● What is required: Exact copies of the lines from the one with "of the corn" through the last line of the entries, and no pictures, make up the answer.

==== Dataset content

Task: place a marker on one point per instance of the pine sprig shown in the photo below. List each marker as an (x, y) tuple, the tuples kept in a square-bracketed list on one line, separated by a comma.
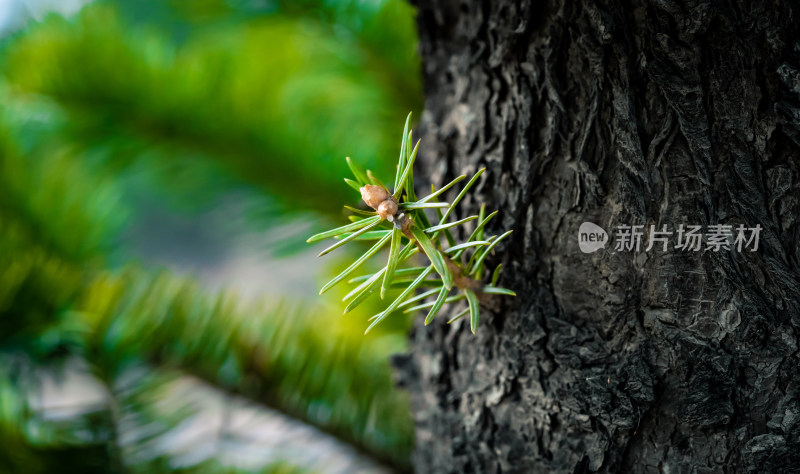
[(399, 218)]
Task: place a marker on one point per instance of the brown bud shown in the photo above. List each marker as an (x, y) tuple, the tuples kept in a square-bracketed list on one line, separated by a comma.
[(374, 195), (388, 209)]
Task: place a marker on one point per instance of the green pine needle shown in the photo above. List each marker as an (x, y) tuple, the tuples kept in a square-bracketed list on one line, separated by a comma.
[(410, 221)]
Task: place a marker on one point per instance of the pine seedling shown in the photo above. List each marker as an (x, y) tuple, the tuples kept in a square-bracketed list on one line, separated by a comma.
[(398, 219)]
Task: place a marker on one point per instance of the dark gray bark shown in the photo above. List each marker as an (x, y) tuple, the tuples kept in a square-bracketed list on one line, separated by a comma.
[(625, 112)]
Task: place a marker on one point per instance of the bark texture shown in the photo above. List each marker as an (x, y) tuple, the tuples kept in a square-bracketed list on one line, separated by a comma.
[(617, 112)]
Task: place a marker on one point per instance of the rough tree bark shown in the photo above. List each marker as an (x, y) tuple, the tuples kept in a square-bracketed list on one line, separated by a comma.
[(629, 112)]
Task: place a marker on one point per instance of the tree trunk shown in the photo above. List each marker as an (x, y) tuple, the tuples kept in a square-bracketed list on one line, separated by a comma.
[(617, 113)]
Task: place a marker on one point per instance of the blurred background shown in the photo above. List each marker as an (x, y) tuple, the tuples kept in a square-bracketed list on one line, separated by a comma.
[(161, 164)]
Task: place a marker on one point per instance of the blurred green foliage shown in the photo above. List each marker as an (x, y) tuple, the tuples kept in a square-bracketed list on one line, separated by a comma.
[(181, 101)]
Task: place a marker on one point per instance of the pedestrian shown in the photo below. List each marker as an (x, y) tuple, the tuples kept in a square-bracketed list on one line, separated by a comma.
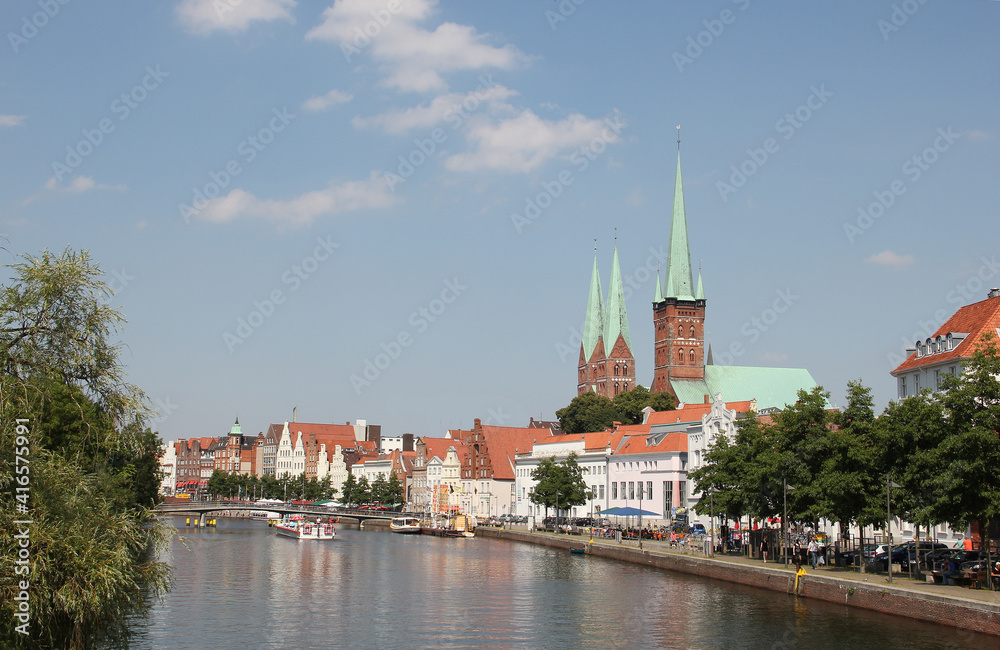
[(813, 552)]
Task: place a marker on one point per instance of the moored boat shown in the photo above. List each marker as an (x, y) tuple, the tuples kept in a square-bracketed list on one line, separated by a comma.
[(300, 528), (405, 525)]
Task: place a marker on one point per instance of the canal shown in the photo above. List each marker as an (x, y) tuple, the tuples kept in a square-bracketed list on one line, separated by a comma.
[(239, 585)]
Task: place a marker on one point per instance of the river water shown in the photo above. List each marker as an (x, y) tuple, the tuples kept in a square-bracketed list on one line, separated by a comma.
[(241, 586)]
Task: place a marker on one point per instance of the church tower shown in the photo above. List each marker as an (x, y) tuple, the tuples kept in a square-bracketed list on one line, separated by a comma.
[(607, 365), (592, 359), (620, 364), (678, 311)]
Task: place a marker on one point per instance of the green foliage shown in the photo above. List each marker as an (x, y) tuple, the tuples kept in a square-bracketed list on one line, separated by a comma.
[(559, 485), (593, 412), (93, 469)]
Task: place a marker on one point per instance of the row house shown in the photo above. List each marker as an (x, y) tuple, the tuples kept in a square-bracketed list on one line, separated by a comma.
[(436, 469), (487, 474)]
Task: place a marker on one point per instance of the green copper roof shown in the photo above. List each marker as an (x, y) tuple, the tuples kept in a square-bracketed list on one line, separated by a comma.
[(616, 318), (679, 265), (593, 323), (771, 387)]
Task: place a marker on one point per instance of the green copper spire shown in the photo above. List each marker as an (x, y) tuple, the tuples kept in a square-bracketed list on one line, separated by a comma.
[(593, 323), (679, 266), (617, 319)]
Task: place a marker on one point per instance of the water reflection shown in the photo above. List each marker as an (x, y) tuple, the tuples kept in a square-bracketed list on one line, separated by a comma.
[(241, 585)]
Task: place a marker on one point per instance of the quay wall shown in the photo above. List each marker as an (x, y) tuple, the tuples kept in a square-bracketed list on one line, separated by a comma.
[(963, 613)]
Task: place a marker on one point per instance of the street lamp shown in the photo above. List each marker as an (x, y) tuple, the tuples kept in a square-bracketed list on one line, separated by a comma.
[(888, 525)]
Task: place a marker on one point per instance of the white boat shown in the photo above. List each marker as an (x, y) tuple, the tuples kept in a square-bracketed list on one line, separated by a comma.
[(299, 528), (405, 525)]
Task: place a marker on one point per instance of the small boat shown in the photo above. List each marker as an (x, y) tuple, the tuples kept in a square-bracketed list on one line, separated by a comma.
[(299, 528), (405, 525)]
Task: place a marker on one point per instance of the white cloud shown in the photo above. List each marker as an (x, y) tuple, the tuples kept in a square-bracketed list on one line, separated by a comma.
[(80, 184), (332, 98), (206, 16), (522, 143), (889, 258), (453, 108), (301, 210), (412, 58)]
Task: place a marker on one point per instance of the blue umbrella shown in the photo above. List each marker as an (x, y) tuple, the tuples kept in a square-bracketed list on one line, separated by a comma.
[(628, 512)]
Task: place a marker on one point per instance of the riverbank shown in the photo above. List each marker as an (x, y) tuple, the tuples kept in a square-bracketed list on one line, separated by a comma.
[(965, 609)]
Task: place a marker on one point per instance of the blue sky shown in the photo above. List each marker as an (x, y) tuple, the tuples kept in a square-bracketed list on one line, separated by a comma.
[(281, 191)]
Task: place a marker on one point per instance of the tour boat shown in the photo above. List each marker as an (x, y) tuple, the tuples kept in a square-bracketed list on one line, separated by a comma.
[(405, 525), (299, 528)]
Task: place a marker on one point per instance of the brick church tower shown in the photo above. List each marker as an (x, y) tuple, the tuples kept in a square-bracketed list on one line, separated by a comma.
[(607, 365), (678, 313)]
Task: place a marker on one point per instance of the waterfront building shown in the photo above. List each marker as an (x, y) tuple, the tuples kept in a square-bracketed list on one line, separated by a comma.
[(168, 470), (487, 474), (946, 350), (607, 365), (593, 452)]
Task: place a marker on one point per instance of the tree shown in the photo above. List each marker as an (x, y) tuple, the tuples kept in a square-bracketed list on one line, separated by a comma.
[(91, 483), (588, 412), (559, 485)]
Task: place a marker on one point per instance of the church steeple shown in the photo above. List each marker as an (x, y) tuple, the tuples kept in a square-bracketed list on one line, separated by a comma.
[(616, 319), (679, 265), (593, 322)]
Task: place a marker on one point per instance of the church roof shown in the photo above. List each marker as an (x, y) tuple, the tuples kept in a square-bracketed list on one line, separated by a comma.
[(616, 318), (593, 323), (679, 262), (771, 387)]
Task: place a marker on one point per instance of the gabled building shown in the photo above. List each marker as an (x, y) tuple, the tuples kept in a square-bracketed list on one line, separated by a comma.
[(945, 352)]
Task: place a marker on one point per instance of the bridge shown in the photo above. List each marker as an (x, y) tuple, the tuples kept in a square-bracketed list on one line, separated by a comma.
[(202, 509)]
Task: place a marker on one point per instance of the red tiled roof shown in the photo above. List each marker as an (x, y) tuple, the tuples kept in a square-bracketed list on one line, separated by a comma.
[(676, 441), (975, 320), (502, 443)]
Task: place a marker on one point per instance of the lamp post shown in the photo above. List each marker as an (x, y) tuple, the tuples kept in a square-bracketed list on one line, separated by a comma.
[(888, 525)]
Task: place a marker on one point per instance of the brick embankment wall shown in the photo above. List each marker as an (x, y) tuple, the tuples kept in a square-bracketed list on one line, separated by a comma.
[(962, 613)]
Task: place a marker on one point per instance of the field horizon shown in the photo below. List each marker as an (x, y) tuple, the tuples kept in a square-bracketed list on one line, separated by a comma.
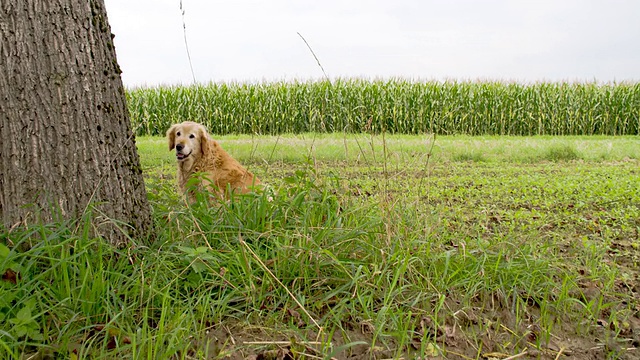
[(369, 247)]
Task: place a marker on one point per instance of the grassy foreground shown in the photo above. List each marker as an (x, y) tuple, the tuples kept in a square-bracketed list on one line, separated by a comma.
[(371, 247)]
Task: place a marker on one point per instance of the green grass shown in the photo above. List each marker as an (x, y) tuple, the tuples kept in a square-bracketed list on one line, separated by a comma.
[(374, 246), (393, 106)]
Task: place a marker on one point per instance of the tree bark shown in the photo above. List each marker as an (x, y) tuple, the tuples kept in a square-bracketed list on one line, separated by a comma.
[(66, 140)]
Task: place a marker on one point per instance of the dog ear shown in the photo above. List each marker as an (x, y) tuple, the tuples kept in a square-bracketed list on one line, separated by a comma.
[(171, 136), (205, 141)]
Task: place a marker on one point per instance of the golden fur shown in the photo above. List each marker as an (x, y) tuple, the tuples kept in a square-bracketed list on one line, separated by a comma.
[(197, 152)]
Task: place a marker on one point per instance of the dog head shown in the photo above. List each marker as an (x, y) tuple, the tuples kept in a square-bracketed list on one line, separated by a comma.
[(190, 140)]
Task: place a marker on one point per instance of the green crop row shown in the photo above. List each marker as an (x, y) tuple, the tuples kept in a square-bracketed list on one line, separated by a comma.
[(393, 106)]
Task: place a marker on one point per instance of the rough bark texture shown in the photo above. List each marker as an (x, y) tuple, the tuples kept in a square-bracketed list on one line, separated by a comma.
[(66, 139)]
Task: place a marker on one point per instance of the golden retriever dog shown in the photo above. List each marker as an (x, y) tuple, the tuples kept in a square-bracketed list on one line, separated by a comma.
[(197, 152)]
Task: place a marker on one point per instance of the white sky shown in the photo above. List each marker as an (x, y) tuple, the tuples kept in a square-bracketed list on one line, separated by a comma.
[(253, 40)]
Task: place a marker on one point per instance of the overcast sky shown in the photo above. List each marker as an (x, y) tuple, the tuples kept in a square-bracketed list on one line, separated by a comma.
[(252, 40)]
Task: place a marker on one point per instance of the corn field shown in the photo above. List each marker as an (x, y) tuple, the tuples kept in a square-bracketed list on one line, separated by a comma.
[(393, 106)]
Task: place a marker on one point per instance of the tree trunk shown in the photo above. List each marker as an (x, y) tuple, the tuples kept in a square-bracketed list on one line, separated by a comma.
[(66, 140)]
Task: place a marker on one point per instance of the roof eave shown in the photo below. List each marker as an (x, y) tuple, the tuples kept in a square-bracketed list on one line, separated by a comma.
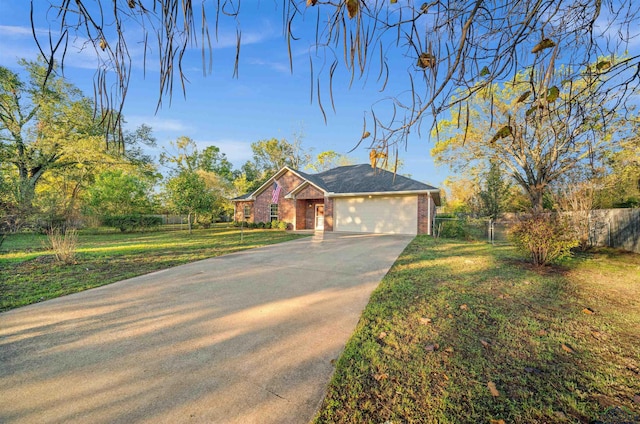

========

● Expected answer:
Task: place a marker on one point per instance of the corn field shown in the photo above. List each marker as an (x, y) tuple, the tuples kept in a square-bracketed list on one line, separated by a comma.
[(393, 106)]
Task: place a marker on one point per instance of the tree trunk shown in the photo above. List each marker as an (x, y) tuple, the tuples kept in a square-bracketed list on one line, separated by a comma.
[(66, 140)]
Task: place a marker on one point per instance of the roof eave shown in the photo below. List each marker as an (x, y) tuple, the tuples kept in a square-bracketed list on one line, separated by a comma.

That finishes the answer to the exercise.